- _INSTRUCTIONS FOR THE TASK_
Render the material below as a Markdown table with the columns Row and Line. Put each nonblank line in its own numbered row and leave out blank lines.

- _PROVIDED ENTRIES_
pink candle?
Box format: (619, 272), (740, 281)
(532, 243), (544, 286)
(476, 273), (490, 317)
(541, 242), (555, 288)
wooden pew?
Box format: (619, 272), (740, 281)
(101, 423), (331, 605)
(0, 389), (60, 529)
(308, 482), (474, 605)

- _FULL RESPONSE_
| Row | Line |
|---|---|
| 1 | pink candle? |
| 2 | Box format: (619, 272), (740, 281) |
| 3 | (532, 243), (544, 286) |
| 4 | (476, 273), (490, 317) |
| 5 | (541, 242), (555, 288) |
| 6 | wooden pew? |
| 7 | Box format: (619, 272), (740, 281) |
| 8 | (101, 423), (331, 605) |
| 9 | (0, 389), (60, 529) |
| 10 | (308, 482), (474, 605) |